%%

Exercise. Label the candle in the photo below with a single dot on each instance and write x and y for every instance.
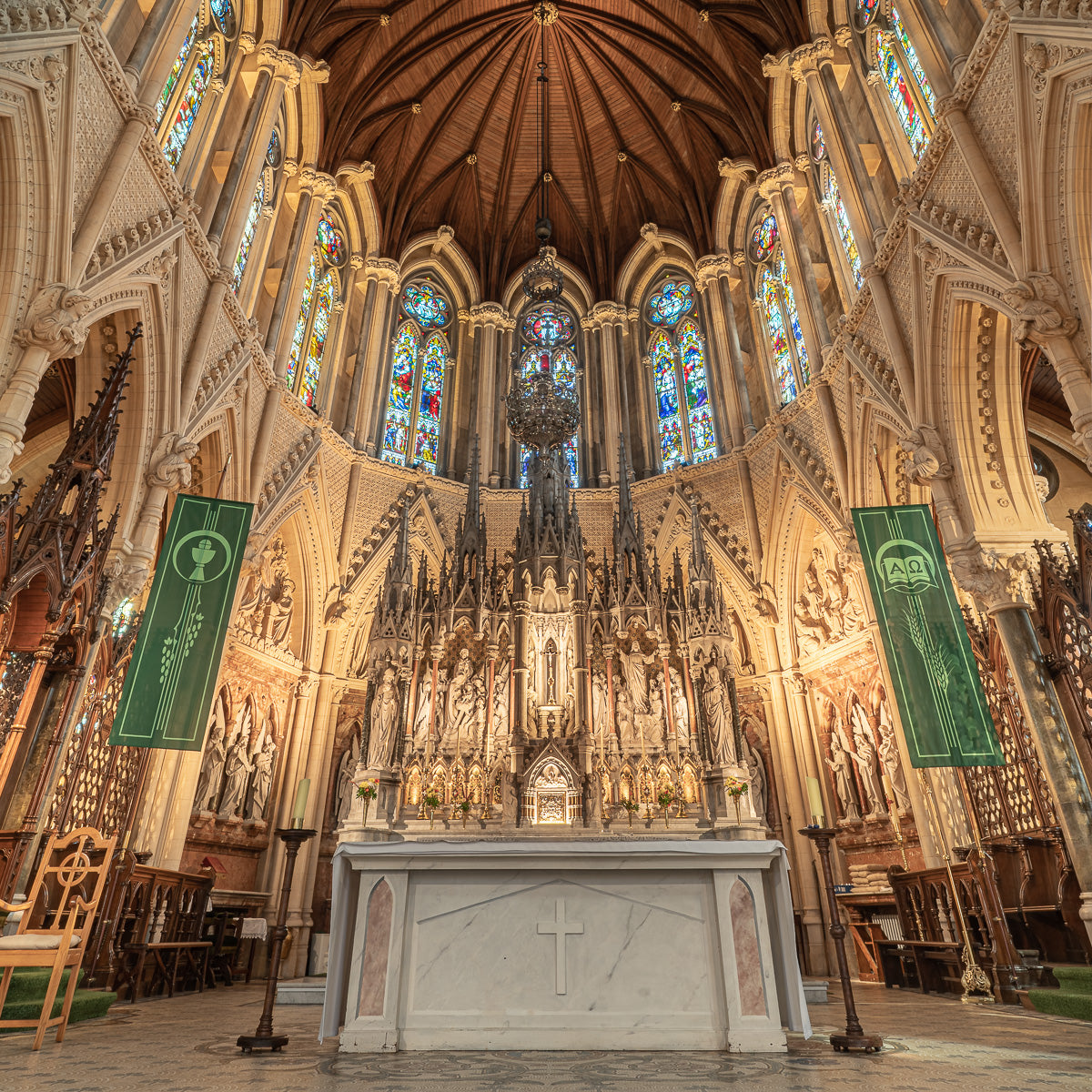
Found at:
(298, 812)
(814, 800)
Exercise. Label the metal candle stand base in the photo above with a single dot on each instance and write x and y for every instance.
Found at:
(263, 1037)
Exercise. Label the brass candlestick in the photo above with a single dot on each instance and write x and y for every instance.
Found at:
(855, 1037)
(263, 1037)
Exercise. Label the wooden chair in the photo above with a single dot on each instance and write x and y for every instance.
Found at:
(64, 900)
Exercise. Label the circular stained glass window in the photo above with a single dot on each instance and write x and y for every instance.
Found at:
(674, 300)
(549, 326)
(423, 303)
(764, 238)
(331, 243)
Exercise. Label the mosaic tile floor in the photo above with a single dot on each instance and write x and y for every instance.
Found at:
(188, 1046)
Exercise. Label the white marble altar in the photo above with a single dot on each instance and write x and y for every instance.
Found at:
(550, 945)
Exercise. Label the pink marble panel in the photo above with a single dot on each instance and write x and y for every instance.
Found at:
(377, 944)
(748, 956)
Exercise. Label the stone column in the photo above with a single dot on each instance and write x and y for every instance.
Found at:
(776, 187)
(602, 320)
(490, 319)
(1043, 713)
(56, 327)
(724, 342)
(378, 355)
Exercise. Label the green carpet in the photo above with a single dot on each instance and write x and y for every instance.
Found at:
(27, 991)
(1075, 997)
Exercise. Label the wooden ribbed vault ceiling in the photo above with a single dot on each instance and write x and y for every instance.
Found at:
(647, 96)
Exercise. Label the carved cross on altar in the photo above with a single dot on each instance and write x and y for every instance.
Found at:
(561, 928)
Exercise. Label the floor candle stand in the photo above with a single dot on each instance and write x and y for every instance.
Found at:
(855, 1037)
(263, 1037)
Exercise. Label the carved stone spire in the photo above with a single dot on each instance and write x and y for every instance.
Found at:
(59, 536)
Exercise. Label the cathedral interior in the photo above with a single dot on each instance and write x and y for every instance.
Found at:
(768, 261)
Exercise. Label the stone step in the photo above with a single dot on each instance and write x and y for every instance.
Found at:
(301, 992)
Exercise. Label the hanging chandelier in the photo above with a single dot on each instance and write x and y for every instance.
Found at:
(543, 412)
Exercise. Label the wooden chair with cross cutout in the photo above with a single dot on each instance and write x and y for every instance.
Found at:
(56, 922)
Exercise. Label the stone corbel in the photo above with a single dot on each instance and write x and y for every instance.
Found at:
(56, 322)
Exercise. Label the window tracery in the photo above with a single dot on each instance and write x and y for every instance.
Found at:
(201, 59)
(830, 197)
(898, 66)
(776, 307)
(261, 202)
(677, 350)
(415, 399)
(321, 295)
(547, 337)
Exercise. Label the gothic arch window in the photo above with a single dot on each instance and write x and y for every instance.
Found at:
(678, 354)
(321, 298)
(830, 199)
(895, 66)
(201, 60)
(262, 202)
(546, 336)
(776, 308)
(421, 356)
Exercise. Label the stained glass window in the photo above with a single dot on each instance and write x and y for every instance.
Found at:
(550, 326)
(176, 69)
(763, 238)
(424, 304)
(248, 235)
(321, 290)
(674, 300)
(199, 59)
(415, 399)
(188, 106)
(677, 352)
(899, 66)
(776, 303)
(305, 312)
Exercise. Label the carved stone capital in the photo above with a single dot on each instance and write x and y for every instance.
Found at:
(56, 321)
(992, 579)
(774, 181)
(170, 463)
(805, 60)
(1036, 305)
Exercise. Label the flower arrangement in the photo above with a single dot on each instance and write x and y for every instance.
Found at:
(665, 798)
(431, 802)
(734, 789)
(367, 791)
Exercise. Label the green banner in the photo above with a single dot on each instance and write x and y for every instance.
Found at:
(945, 715)
(169, 686)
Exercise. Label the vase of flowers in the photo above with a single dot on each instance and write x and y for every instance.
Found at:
(734, 789)
(367, 791)
(665, 800)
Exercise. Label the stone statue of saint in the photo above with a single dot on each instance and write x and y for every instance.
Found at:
(385, 720)
(345, 787)
(864, 757)
(681, 711)
(262, 759)
(893, 760)
(599, 703)
(839, 763)
(632, 666)
(718, 708)
(238, 768)
(212, 763)
(423, 713)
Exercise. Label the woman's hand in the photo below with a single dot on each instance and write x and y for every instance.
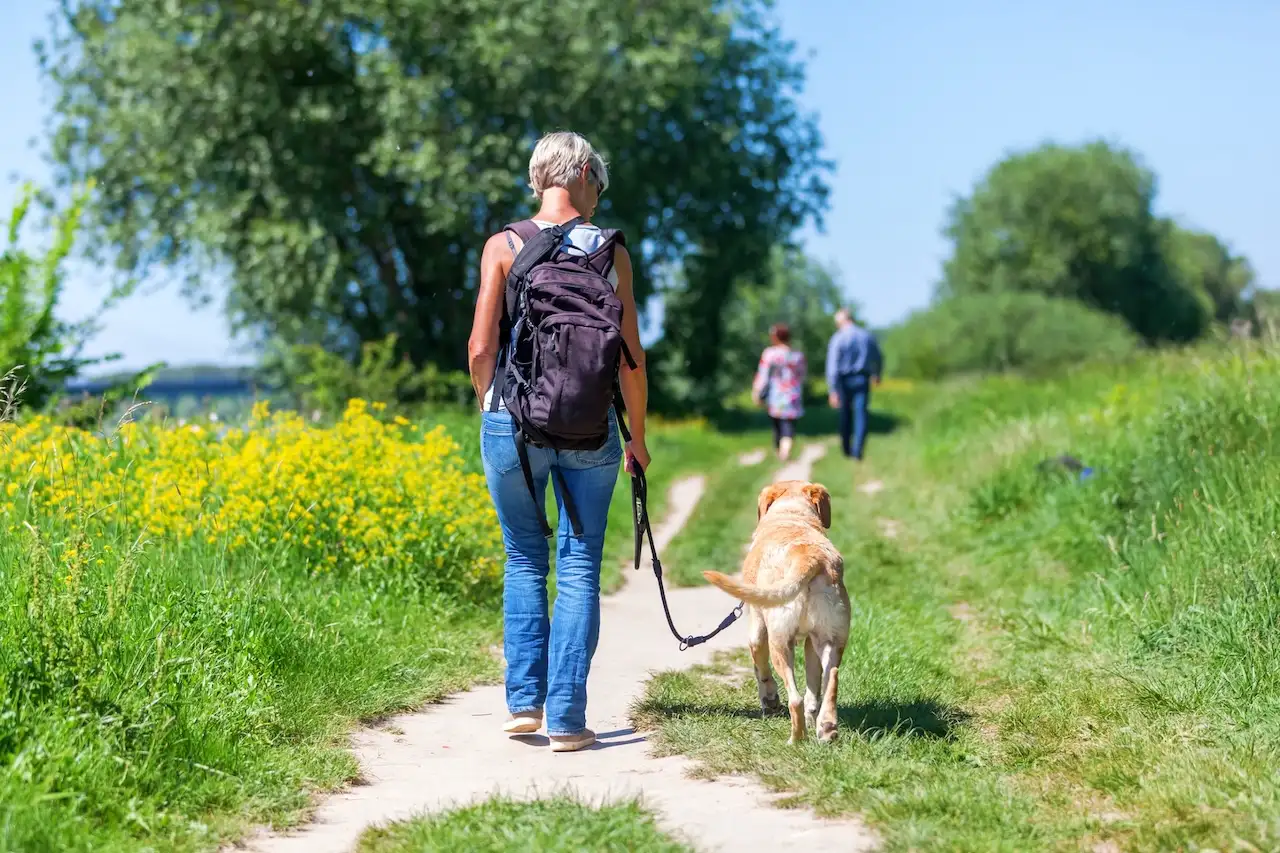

%%

# How to complete this task
Restate the data above word for word. Do not include the images.

# Answer below
Exercise. Label the candle in the photo below with a single dot on each instance and write x and y for every instance.
Found at:
(298, 812)
(814, 800)
Exercise. Label the metal candle stand base in the photo above with a single dot on each instance and write x and y for every instance.
Found at:
(263, 1037)
Exercise. Label the brass candlestick in the photo above with a single dot on each instance and write x and y for every instance.
Found at:
(855, 1037)
(263, 1037)
Exercise. Label the wooden chair in the photo above with a single dot on each instance and write x and y for every instance.
Found at:
(64, 900)
Exercise. Label the circular stained glass window in the photo above with a single dot on each instance and write x and y for every instance.
Found at:
(674, 300)
(549, 326)
(423, 303)
(764, 238)
(331, 243)
Exercise. Label the mosaic tile floor in the photo above with a single dot on each instance and write x and y for every instance.
Found at:
(188, 1046)
Exercise. Label the white marble altar in the photo above with a single dot on each instance and write x and y for every instance.
Found at:
(550, 945)
Exercise. Label the pink marble panel in the photo above with a single dot on each instance and write x and y for every instance.
Found at:
(377, 944)
(748, 956)
Exercise. Label the stone column in the photo above with a single dot on each instance and write x and y for every instance.
Found at:
(776, 187)
(602, 320)
(490, 319)
(1043, 713)
(56, 327)
(724, 342)
(378, 355)
Exercise. Label the green carpet in the photo above with a single dot on each instance and write x and y for every instance.
Found at:
(27, 991)
(1075, 997)
Exercise. Label the wooden ribbed vault ceiling in the photo above with a single dot on each instance and write x and y for every instance.
Found at:
(647, 96)
Exercise. Label the carved cross on altar in the photo above with a single dot on each instance and write x and y for every instance.
Found at:
(561, 928)
Exercise. Label the floor candle stand in the photo above with a single dot on each instance and write x and y for every instance.
Found at:
(855, 1037)
(263, 1037)
Exercise. Label the carved stone spire in the photo above with a single dot on each instance and write x and y for every instance.
Found at:
(59, 536)
Exercise. Label the cathedral interior in the photo above with a single dot on each instance and write x and y for every instance.
Found at:
(768, 261)
Exercise. Label the stone step in the photo above with a single dot on each instance and write x and y for every instance.
Found at:
(301, 992)
Exercise. Label the hanging chandelier in the photo above with a single dot on each instance and write x and y for every instance.
Found at:
(543, 412)
Exercise. Label the wooden chair with cross cutout in the photo above with a single dot on each instance and write x and y for every instance.
Found at:
(56, 922)
Exercise. Label the stone corbel in the photo above with a single dot on each instance and write x and y for every instance.
Found at:
(56, 322)
Exercise. Label the window tracery in the photo above with a single dot on each instance and write x and y for every instance.
Found at:
(201, 59)
(830, 197)
(898, 66)
(776, 307)
(261, 202)
(677, 350)
(415, 399)
(321, 295)
(547, 337)
Exercise. Label the gothic arch window in the photo above with a single dot on each instance and write x and y for every instance.
Found at:
(678, 354)
(321, 298)
(830, 199)
(895, 66)
(201, 60)
(262, 202)
(546, 336)
(776, 308)
(421, 356)
Exercise. Label the stained glass window in the photo above with a single dot on each instance and write x and y for every instance.
Found at:
(550, 326)
(176, 69)
(763, 238)
(424, 304)
(248, 235)
(321, 290)
(674, 300)
(199, 59)
(415, 399)
(188, 106)
(677, 352)
(899, 66)
(776, 303)
(305, 312)
Exercise. Label the carved stone capital in the photo above with a single dot on each instance and write x and y for every instance.
Found at:
(56, 321)
(992, 579)
(774, 181)
(170, 463)
(805, 60)
(1036, 305)
Exercise. Label the flower arrangement in the photo above with a single dot on each instance and write x and y for every instance.
Found at:
(665, 798)
(431, 802)
(734, 789)
(367, 791)
Exercise. Label the green banner in the photo above with a single dot on each instance and write x and y for every instance.
Found at:
(945, 715)
(169, 686)
Exercise. Label the vase of flowers in the photo above with a single dot on each instance and write x and y for every instance.
Found at:
(734, 789)
(367, 791)
(665, 800)
Exercise. Label the stone statue of saint in the photo above with a single dot on each instance and write x and y for every instance.
Found at:
(385, 720)
(345, 787)
(864, 757)
(681, 711)
(262, 759)
(893, 760)
(599, 703)
(839, 763)
(632, 666)
(718, 708)
(238, 768)
(212, 763)
(423, 713)
Exercise. Label the woman's hand in the photo below with a single dot on each instance and write x and y for every instance.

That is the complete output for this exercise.